Written problem → Return each line of the listing below that contains the word "road".

Source records →
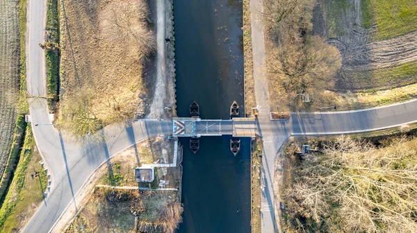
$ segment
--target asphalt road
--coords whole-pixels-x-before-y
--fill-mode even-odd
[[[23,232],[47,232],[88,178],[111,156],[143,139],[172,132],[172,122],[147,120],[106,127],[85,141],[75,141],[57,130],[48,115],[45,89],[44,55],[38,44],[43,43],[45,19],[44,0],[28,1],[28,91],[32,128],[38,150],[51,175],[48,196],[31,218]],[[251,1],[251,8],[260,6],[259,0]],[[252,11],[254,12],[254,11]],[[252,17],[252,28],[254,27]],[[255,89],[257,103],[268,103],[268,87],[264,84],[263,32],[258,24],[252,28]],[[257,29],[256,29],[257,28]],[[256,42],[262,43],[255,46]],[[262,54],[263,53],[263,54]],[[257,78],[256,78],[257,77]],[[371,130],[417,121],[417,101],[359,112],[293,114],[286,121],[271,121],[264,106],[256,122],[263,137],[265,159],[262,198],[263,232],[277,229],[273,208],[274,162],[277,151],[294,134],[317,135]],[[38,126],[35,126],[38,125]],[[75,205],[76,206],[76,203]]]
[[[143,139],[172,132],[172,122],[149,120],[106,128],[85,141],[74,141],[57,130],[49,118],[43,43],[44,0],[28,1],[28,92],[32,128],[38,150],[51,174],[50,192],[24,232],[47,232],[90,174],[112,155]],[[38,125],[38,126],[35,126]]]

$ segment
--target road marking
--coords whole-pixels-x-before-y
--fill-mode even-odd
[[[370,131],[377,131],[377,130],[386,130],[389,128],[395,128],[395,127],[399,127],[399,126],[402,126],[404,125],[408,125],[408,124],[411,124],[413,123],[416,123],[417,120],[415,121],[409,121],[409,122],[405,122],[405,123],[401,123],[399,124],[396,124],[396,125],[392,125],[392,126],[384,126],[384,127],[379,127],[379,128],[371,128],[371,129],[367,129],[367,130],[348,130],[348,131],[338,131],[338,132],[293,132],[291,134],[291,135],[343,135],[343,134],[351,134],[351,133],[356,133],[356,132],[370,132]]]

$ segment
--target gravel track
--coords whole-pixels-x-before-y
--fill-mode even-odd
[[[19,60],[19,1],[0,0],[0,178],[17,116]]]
* * *
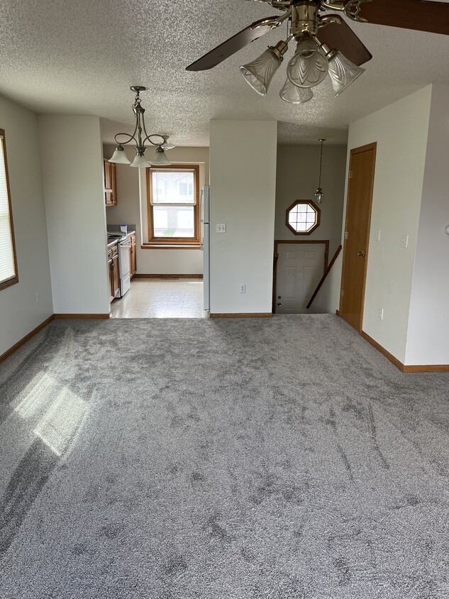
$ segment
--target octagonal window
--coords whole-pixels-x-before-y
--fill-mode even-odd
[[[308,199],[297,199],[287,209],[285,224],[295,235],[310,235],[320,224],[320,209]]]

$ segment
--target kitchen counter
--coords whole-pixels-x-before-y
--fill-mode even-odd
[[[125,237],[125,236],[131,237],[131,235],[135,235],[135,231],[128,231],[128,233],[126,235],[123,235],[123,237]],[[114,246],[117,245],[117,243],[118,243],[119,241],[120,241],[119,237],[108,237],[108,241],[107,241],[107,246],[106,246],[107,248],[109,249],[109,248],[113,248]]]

Solution for this task →
--target asphalt road
--target road marking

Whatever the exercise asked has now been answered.